## EXTRACT PROVIDED
========================
To ensure that the mapping is done correctly, we will iterate through each brand and build a mapping only for the models corresponding to that brand. That way the conversion is less prone to convert alike models into wrong brands (e.g. Audi Q1, BMW X1).

In [24]:
all_mappings = []  # list to collect all brand mapping DataFrames

for brand in canonical_brands:
    # get canonical models
    canonical_models = canonical_models_dict[brand]

    # get subset of df
    brand_df = df[df["Brand"] == brand]

    # model mapping using sim function
    model_mapping = build_sim_mapping(brand_df, 'model', canonical_models)

    # add brand info
    model_mapping["Brand"] = brand

    # collect
    all_mappings.append(model_mapping)

# combine all brands into one DataFrame
combined_mapping_df = pd.concat(all_mappings, ignore_index=True)

# reorder columns 
combined_mapping_df = combined_mapping_df[["Brand", "Variation", "AssignedValue"]]


**NOTES**

- Creation of a 000 model for mercedes, to make sure that all outlier number models (180, ...) are mapped to a incorrect class, instead of converting to a random c-class.
========================
## TASK MATERIAL
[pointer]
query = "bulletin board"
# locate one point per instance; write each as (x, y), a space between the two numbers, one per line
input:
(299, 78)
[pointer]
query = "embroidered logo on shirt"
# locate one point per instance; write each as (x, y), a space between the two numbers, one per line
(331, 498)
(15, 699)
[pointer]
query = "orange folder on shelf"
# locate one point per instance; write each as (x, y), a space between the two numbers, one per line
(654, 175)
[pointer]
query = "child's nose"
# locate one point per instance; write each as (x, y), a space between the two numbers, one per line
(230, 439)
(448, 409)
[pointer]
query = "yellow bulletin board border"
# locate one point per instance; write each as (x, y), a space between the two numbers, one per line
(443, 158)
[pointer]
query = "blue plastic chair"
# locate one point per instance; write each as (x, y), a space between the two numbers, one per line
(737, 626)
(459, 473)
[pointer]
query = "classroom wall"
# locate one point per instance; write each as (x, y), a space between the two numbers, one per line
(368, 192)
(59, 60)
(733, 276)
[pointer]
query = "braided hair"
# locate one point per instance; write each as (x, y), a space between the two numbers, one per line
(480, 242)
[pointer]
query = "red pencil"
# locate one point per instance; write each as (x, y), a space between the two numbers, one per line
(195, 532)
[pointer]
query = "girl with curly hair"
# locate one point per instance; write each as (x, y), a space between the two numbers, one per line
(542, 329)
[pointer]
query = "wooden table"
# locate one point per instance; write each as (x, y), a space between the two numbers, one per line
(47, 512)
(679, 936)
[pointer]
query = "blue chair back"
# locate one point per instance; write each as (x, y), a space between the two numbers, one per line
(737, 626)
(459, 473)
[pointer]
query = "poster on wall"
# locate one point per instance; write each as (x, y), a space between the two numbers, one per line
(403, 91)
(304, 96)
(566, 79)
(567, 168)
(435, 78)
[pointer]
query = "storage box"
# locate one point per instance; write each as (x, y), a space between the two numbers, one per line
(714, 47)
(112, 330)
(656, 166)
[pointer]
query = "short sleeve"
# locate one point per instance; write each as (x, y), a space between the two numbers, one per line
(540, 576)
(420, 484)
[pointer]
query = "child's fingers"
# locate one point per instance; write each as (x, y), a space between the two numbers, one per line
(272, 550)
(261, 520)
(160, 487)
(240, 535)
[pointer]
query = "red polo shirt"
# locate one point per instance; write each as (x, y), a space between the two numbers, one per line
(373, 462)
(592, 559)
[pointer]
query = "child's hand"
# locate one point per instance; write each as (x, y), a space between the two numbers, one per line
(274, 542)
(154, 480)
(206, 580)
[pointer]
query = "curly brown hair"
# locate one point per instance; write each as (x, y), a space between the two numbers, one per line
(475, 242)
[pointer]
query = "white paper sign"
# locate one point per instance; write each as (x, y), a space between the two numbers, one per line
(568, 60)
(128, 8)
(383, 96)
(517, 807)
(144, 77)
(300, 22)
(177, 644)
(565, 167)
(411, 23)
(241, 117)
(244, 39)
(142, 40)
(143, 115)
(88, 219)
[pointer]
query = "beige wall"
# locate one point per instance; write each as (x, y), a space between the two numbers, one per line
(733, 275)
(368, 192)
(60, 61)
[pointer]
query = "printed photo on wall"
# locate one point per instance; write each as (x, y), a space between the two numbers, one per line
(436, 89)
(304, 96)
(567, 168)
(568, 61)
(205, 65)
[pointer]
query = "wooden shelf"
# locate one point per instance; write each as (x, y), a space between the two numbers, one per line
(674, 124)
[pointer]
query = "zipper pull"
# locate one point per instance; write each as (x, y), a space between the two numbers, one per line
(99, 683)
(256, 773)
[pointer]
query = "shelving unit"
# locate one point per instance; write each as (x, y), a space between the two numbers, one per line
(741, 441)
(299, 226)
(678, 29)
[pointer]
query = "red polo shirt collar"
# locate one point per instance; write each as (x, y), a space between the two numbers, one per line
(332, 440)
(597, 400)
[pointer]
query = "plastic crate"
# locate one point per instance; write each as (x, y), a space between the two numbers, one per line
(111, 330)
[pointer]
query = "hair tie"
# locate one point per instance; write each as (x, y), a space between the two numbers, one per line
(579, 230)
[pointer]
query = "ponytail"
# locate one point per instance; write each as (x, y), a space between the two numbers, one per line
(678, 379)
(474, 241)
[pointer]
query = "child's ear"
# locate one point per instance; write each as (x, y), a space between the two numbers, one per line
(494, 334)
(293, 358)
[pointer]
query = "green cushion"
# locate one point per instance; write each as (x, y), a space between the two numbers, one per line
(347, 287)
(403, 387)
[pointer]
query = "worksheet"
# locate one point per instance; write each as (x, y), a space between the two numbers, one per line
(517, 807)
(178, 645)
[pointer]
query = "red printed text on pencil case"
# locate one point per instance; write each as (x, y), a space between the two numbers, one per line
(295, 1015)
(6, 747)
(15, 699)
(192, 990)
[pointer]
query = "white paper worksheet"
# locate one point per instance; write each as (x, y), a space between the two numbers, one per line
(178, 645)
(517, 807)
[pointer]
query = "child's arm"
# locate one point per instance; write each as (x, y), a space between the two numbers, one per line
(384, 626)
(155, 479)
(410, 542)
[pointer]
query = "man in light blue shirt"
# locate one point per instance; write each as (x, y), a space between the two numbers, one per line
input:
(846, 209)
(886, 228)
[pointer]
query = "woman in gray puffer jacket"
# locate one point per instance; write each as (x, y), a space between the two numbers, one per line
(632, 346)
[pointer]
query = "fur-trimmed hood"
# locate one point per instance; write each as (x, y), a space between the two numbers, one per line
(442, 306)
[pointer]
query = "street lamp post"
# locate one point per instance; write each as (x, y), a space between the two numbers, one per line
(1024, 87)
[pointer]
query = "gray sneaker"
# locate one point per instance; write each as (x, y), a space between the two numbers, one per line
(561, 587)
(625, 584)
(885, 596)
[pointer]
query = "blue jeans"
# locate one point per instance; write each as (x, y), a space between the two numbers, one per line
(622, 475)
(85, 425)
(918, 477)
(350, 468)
========================
## TASKS AND EXERCISES
1: In the excerpt on mapping car models brand by brand, which two models are given as examples of alike models that could be converted into the wrong brand?
2: Report every line of the listing that contains the string "bulletin".

## EXPECTED ANSWERS
1: Audi Q1 and BMW X1.

2:
query = "bulletin board"
query = "yellow bulletin board border"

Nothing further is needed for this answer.